EXTRACT TO READ Block Start

When Dr Mutaawe Lubogo speaks about his work, enthusiasm colors his voice and a sparkle lights his eyes. Dr Lubogo, a cholera expert working with WHO in Somalia, is passionate about the fight against infectious diseases in the country. “Mention an epidemic, and find it in Somalia”, he says. “People face outbreaks of cholera, diphtheria, dengue - and that’s just in the parts of the country which are safe enough to visit, where we know what’s going on. There may be other diseases in inaccessible areas.”
In Somalia, Dr Lubogo says, almost two thirds of the population has not had access to modern health services for the past 30 years. The ongoing civil war has severely damaged Somalia’s health services. It destroyed hospitals and health centers, forced medical professionals to flee danger, and broke down supportive infrastructure like roads and communications services. In addition, the majority of the country faces an annual cycle of flooding and severe droughts, which in turn drives food insecurity, famine, and mass migration. Dire conditions which provide a fertile breeding ground for infectious diseases.
With so many overwhelming challenges to address, where does one begin? For Somalia, fighting cholera has been one of the first priorities. Dr Lubogo: “If you’re looking for a disease that is both very deadly and at the same time easy to cure and prevent technically, cholera is it.” Since the current outbreak started in December 2017, Somalia has reported 6817 cases and 46 deaths. Although the outbreak is dwarfed by that in nearby Yemen, it is nevertheless a pressing cause for concern for WHO and health authorities, given also the vulnerable state of Somalia’s health system and population.

EXTRACT TO READ Block End

• _PROBLEM STATEMENT_: Write out the passage on cholera in Somalia starting at "In Somalia, Dr" and ending at "for infectious diseases.", switching "civil war" to "armed conflict".

STUDY MATERIAL Block Start

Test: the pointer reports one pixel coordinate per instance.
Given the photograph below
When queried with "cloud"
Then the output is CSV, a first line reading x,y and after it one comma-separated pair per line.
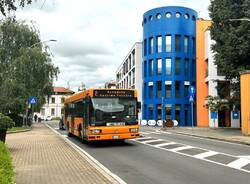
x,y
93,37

STUDY MATERIAL Block End

• _EXERCISE SOLUTION_:
In Somalia, Dr Lubogo says, almost two thirds of the population has not had access to modern health services for the past 30 years. The ongoing armed conflict has severely damaged Somalia’s health services. It destroyed hospitals and health centers, forced medical professionals to flee danger, and broke down supportive infrastructure like roads and communications services. In addition, the majority of the country faces an annual cycle of flooding and severe droughts, which in turn drives food insecurity, famine, and mass migration. Dire conditions which provide a fertile breeding ground for infectious diseases.